Locate every line in the rows below that contains the word "parked" and copy each such line. Treat case as significant.

- Extracted data:

— Start —

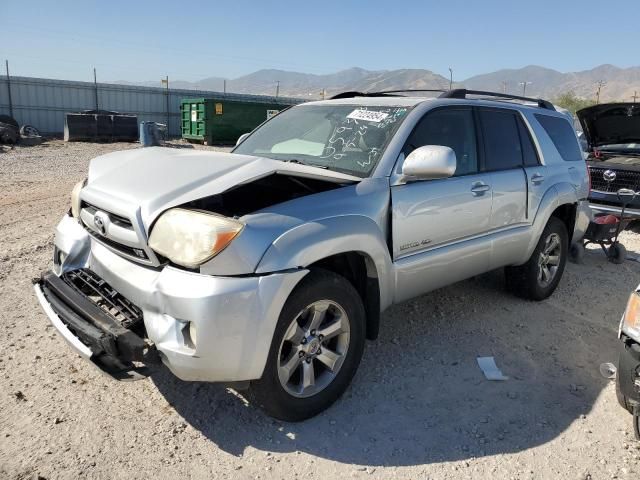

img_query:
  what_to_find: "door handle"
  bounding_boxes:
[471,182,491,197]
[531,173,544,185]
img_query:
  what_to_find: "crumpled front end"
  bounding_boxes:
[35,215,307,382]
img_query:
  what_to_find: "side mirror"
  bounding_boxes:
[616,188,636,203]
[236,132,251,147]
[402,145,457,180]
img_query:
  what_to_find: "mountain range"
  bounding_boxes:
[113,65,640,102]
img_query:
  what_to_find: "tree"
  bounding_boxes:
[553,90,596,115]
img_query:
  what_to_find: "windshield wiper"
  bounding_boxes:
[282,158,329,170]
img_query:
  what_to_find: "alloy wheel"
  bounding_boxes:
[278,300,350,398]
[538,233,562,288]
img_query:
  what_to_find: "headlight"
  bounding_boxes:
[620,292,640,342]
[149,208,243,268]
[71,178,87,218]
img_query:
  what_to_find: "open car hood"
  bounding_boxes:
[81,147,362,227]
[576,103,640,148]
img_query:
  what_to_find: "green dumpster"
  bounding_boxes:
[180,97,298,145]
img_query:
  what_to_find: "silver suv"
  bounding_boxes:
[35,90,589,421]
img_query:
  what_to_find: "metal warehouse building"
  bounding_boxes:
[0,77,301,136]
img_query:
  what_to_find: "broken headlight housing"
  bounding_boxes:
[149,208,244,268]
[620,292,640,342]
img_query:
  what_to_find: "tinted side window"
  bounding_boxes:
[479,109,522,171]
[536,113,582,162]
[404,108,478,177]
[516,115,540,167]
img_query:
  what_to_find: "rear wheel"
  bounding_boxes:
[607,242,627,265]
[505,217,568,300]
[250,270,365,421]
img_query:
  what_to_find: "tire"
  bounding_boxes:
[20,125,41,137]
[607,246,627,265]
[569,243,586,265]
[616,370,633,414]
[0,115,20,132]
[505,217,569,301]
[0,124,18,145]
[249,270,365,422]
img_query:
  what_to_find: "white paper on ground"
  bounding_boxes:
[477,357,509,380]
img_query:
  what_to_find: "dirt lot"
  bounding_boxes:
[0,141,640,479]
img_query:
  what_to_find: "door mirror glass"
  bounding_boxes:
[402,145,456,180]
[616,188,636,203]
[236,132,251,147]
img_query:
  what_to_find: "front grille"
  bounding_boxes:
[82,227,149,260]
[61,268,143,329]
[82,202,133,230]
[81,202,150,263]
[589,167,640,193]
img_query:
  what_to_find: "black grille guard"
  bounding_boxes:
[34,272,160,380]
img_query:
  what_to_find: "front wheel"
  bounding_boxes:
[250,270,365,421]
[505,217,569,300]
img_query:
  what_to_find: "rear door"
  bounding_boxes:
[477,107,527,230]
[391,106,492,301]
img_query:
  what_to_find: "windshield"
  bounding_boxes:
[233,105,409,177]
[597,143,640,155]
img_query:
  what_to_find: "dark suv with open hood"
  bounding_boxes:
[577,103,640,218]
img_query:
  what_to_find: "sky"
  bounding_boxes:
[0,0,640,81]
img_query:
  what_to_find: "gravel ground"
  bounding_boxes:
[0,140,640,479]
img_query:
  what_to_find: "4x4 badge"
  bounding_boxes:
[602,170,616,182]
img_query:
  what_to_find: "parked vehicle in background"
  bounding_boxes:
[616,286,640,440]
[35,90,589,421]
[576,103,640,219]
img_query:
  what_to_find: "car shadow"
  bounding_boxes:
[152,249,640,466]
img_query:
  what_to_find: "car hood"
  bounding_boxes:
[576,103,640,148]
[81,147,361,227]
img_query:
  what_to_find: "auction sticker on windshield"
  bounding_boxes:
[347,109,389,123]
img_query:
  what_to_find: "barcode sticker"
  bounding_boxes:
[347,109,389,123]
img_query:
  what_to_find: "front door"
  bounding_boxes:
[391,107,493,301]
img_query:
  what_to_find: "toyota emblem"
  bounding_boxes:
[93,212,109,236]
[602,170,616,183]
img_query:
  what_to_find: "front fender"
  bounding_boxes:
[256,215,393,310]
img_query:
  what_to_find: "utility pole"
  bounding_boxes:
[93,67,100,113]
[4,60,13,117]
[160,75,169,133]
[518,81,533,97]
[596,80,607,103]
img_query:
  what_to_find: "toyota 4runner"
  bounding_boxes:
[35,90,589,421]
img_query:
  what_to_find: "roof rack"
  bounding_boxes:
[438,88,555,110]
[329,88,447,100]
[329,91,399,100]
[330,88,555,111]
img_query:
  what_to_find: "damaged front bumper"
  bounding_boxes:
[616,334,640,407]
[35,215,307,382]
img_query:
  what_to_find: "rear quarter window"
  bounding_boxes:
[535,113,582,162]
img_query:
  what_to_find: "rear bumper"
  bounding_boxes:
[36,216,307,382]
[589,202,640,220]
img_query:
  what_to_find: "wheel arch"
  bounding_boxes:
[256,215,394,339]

— End —
— Start —

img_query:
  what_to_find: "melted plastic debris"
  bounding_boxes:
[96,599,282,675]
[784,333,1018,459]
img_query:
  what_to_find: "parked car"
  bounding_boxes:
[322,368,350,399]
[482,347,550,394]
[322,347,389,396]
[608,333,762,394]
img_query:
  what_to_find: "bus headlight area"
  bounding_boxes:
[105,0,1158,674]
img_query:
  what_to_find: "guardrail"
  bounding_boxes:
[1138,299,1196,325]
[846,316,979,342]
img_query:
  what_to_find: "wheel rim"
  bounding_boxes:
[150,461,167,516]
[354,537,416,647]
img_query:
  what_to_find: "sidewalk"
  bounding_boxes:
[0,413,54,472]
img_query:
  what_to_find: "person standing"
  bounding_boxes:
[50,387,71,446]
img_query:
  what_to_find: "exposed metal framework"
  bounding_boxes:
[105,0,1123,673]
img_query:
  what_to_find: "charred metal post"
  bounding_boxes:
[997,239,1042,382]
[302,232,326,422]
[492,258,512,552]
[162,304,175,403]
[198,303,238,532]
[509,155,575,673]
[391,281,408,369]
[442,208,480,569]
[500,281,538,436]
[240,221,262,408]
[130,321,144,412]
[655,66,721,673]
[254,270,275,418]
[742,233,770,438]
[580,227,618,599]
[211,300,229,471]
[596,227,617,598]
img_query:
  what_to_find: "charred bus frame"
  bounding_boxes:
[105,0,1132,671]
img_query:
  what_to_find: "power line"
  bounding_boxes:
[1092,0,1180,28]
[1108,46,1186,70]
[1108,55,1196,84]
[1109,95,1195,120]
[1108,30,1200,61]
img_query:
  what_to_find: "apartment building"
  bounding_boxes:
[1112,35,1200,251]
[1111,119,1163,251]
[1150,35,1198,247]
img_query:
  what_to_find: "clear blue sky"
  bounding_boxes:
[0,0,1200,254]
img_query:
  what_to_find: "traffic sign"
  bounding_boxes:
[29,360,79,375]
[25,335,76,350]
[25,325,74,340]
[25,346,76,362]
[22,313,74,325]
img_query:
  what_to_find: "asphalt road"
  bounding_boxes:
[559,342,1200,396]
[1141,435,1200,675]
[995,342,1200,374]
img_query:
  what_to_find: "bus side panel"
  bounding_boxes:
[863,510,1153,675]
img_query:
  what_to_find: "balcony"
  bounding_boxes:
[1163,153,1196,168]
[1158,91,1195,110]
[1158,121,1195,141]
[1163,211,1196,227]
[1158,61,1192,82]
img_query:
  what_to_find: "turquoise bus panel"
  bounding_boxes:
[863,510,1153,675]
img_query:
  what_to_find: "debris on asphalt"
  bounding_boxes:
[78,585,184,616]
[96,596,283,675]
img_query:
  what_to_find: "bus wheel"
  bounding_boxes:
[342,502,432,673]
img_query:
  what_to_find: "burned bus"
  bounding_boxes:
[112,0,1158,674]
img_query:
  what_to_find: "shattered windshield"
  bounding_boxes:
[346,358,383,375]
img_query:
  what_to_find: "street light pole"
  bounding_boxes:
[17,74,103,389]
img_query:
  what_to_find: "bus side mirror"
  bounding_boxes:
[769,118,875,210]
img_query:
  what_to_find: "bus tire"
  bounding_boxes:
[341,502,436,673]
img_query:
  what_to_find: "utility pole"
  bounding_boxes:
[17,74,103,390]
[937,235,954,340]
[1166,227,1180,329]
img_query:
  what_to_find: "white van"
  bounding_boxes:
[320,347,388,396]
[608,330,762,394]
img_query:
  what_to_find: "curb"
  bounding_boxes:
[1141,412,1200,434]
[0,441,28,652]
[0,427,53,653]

— End —

- The response:
  what_to_find: "parked vehicle in background"
  what_to_find: "parked car"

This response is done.